→ Passage provided:
┄┄┄┄┄┄┄┄┄┄
The European Union has delayed a vote on renewing sales approval for the herbicide glyphosate amid a row over whether it may cause cancer.
EU sources said the vote was postponed due to opposition in France and Germany, which have big farming and chemicals industries. EU experts will meet on 6 June, their third meeting on this matter, to try to reach agreement on whether to extend glyphosate’s license. The Standing Committee on Plants, Animals, Food and Feed is made up of experts from the 28 EU member states. They must decide by qualified majority whether to adopt or reject a European Commission proposal to extend glyphosate’s license before it expires on 30 June 2016.
If an agreement cannot be reached before then, manufacturers must phase out glyphosate products from the market over six months. Glyphosate is currently the world’s most widely-used weedkiller, popular with gardeners and farmers and used in Monsanto’s Roundup.
Reuters reports that Germany had planned to abstain from voting because ministries run by different parties in the ruling coalition remain at odds. In response to opposition, the EU executive had already postponed a vote on re-approval in March and shortened the proposed licence to nine years from 15 years. In April, the European Parliament recommended that glyphosate should only be approved for another seven years, and should not be used by the general public.
As the debates were continuing in Brussels, German chemicals group Bayer made an unsolicited takeover bid for US seeds company Monsanto, for which the regulatory controversy over glyphosate has been one of a number of recent problems.
Experts from the UN’s Food and Agriculture Organization (FAO) and World Health Organization (WHO) say glyphosate is unlikely to pose a risk to humans exposed to it through food.
The finding matches that of the European Food Safety Authority (EFSA), an independent agency funded by the European Union, but runs counter to a March 2015 study by the WHO’s Lyon-based International Agency for Research on Cancer (IARC).
That agency said glyphosate is “probably” able to cause cancer in humans and classified it as a ‘Group 2A’ carcinogen. It says it assesses whether the substance can cause cancer in any way – regardless of real-life conditions on typical levels of human exposure or consumption.
Environmental groups have questioned the independence of the bodies, and called for the EU to err on the side of caution. “The Commission has continued to ignore the concerns of independent scientists, MEPs and European citizens,” Greenpeace’s EU food policy director Franziska Achterberg said in a statement.
┄┄┄┄┄┄┄┄┄┄
(Stored records)

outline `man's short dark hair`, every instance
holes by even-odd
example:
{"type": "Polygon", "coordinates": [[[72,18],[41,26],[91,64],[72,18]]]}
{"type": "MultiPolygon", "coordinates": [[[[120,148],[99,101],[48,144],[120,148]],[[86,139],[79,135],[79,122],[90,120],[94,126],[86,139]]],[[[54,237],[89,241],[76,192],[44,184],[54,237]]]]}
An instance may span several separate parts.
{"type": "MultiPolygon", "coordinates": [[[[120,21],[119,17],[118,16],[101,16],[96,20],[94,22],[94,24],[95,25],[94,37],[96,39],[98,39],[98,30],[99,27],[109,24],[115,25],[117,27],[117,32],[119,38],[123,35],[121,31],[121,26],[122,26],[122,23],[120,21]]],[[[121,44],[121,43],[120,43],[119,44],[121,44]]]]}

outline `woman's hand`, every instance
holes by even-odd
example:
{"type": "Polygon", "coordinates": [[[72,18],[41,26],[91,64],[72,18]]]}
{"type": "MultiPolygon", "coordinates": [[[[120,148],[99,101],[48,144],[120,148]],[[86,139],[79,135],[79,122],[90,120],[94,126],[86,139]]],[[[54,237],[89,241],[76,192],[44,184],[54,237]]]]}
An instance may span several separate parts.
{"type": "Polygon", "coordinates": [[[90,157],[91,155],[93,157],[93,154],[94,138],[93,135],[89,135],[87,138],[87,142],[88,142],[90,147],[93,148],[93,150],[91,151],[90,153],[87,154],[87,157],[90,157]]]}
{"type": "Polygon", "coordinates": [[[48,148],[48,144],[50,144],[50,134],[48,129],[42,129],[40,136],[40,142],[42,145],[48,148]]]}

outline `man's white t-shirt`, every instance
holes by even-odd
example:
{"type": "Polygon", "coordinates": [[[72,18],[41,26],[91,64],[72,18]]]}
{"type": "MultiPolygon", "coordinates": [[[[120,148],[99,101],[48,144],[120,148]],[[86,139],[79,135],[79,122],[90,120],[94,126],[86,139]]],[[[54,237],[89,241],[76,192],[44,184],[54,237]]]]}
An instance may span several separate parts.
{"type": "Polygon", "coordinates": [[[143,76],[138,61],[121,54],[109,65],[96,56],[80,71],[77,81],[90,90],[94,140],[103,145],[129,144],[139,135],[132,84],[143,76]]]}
┄┄┄┄┄┄┄┄┄┄
→ Activities:
1. Write out the part of the glyphosate article that begins with "That agency said" and stops after "exposure or consumption.".
2. In the glyphosate article, on what date does glyphosate's current license expire?

→ Written answers:
1.
That agency said glyphosate is “probably” able to cause cancer in humans and classified it as a ‘Group 2A’ carcinogen. It says it assesses whether the substance can cause cancer in any way – regardless of real-life conditions on typical levels of human exposure or consumption.

2. 30 June 2016